§ Short problem
Rewrite the records from their start through the line containing "[(116, 276)]", inclusive, swapping every "drop a dot" for "place a point" and leaving everything else as it stands.

§ Excerpts from point annotation data
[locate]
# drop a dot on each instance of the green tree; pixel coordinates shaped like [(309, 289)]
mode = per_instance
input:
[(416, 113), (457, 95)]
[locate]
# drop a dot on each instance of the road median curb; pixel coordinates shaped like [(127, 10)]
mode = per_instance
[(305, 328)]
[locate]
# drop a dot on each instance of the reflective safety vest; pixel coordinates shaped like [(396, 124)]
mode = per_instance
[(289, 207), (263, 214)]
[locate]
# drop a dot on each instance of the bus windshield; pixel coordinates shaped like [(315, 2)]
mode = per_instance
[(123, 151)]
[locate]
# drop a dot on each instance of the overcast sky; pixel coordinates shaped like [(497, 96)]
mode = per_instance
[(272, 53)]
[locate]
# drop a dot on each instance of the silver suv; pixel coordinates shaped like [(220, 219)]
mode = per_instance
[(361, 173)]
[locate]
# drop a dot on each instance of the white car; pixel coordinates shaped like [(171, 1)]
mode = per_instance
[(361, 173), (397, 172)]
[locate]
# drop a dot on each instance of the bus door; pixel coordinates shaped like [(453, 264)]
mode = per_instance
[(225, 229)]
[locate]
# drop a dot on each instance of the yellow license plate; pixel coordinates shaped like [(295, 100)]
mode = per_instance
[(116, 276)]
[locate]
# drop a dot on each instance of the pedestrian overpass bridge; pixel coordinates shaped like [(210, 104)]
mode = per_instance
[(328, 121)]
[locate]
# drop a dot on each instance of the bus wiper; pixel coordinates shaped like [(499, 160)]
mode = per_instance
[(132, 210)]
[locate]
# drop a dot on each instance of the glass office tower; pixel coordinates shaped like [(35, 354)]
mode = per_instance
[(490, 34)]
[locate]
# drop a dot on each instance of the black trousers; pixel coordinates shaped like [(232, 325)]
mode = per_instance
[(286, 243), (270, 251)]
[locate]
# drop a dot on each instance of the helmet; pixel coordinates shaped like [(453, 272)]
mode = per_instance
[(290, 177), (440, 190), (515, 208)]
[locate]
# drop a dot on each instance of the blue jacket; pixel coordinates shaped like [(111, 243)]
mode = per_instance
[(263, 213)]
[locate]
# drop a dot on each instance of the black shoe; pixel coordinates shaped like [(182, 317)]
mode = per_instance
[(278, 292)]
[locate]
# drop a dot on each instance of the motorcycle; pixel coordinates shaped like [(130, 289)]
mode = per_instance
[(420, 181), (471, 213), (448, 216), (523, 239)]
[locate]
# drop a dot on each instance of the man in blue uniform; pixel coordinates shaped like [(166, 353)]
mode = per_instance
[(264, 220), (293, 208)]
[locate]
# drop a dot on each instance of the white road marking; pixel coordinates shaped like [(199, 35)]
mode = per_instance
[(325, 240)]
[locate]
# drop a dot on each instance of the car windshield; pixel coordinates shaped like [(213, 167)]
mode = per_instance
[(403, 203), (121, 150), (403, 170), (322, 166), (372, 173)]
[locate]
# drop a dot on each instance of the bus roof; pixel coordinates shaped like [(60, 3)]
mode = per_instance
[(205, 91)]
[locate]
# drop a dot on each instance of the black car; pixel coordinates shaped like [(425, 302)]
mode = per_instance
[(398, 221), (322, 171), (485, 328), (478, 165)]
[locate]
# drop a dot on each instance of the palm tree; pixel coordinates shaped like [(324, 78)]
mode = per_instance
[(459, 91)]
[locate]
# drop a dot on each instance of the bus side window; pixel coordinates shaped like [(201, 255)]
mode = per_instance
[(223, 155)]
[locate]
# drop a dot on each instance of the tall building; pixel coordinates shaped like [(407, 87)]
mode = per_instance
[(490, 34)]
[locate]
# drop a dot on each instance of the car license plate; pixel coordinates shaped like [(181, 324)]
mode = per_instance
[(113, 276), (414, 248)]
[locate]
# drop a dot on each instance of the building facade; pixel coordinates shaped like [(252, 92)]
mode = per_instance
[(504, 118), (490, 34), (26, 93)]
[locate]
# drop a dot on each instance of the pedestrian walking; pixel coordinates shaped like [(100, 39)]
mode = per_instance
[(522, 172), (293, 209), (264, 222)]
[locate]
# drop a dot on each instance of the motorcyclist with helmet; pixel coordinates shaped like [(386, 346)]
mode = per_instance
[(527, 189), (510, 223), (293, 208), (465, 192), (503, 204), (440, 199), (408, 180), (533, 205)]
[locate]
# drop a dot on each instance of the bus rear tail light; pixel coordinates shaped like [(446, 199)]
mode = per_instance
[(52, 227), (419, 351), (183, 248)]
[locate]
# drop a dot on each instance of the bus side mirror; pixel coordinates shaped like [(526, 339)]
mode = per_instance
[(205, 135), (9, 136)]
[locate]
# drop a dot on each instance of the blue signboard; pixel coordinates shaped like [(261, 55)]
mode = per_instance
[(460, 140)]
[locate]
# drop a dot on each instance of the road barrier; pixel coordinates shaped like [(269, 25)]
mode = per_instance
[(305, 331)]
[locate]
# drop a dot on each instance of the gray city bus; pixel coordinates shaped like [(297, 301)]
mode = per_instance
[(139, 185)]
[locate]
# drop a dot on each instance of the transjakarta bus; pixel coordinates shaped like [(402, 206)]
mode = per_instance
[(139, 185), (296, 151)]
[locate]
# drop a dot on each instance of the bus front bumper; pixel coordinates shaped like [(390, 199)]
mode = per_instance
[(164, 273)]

§ The response
[locate]
# place a point on each instance of the green tree; pixel coordinates shaped like [(309, 289)]
mode = per_instance
input:
[(416, 113), (457, 95)]
[locate]
# place a point on each instance of the road median curb; pixel coordinates shaped like [(127, 10)]
mode = per_instance
[(305, 328)]
[locate]
# place a point on each instance of the reflective safety vest; pixel coordinates shaped like [(396, 124)]
mode = per_instance
[(289, 207), (263, 214)]
[locate]
# place a point on each instance of the bus windshield; pixel coordinates shaped like [(315, 2)]
mode = per_instance
[(123, 151)]
[locate]
# place a point on each instance of the overcast sky; pixel coordinates shaped like [(497, 96)]
mode = per_instance
[(272, 53)]
[locate]
# place a point on each instance of the silver suv; pixel coordinates shaped like [(220, 219)]
mode = per_instance
[(361, 173)]
[locate]
# place a point on each instance of the white car; pixel coordinates shaped like [(171, 1)]
mode = per_instance
[(361, 173), (397, 172)]
[locate]
# place a point on each instance of the bus door; pixel coordinates shaped like [(453, 264)]
mode = per_instance
[(225, 229)]
[locate]
# place a point on each instance of the yellow license plate; pixel coordinates shaped like [(295, 100)]
mode = per_instance
[(116, 276)]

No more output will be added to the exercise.